7.4.5.4. Restrictions

There are several restrictions on the ways in which existentially-quantified constructors can be use.

  • When pattern matching, each pattern match introduces a new, distinct, type for each existential type variable. These types cannot be unified with any other type, nor can they escape from the scope of the pattern match. For example, these fragments are incorrect:

    f1 (MkFoo a f) = a
    

    Here, the type bound by MkFoo "escapes", because a is the result of f1. One way to see why this is wrong is to ask what type f1 has:

      f1 :: Foo -> a             -- Weird!
    

    What is this "a" in the result type? Clearly we don't mean this:

      f1 :: forall a. Foo -> a   -- Wrong!
    

    The original program is just plain wrong. Here's another sort of error

      f2 (Baz1 a b) (Baz1 p q) = a==q
    

    It's ok to say a==b or p==q, but a==q is wrong because it equates the two distinct types arising from the two Baz1 constructors.

  • You can't pattern-match on an existentially quantified constructor in a let or where group of bindings. So this is illegal:

      f3 x = a==b where { Baz1 a b = x }
    

    Instead, use a case expression:

      f3 x = case x of Baz1 a b -> a==b
    

    In general, you can only pattern-match on an existentially-quantified constructor in a case expression or in the patterns of a function definition. The reason for this restriction is really an implementation one. Type-checking binding groups is already a nightmare without existentials complicating the picture. Also an existential pattern binding at the top level of a module doesn't make sense, because it's not clear how to prevent the existentially-quantified type "escaping". So for now, there's a simple-to-state restriction. We'll see how annoying it is.

  • You can't use existential quantification for newtype declarations. So this is illegal:

      newtype T = forall a. Ord a => MkT a
    

    Reason: a value of type T must be represented as a pair of a dictionary for Ord t and a value of type t. That contradicts the idea that newtype should have no concrete representation. You can get just the same efficiency and effect by using data instead of newtype. If there is no overloading involved, then there is more of a case for allowing an existentially-quantified newtype, because the data version does carry an implementation cost, but single-field existentially quantified constructors aren't much use. So the simple restriction (no existential stuff on newtype) stands, unless there are convincing reasons to change it.

Your goal =
Please answer these about the text on existential constructors above:
(a) In which two places can you pattern-match on an existentially-quantified constructor?
(b) What does the text say to use instead of newtype to get the same efficiency and effect?
(c) Why is a==q wrong in the f2 fragment?

Raw data =
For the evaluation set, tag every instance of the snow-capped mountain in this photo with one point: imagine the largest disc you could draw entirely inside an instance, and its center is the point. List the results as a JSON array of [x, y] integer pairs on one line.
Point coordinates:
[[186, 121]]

The answer =
(a) In a case expression or in the patterns of a function definition.
(b) Use data instead of newtype.
(c) It equates the two distinct types arising from the two Baz1 constructors.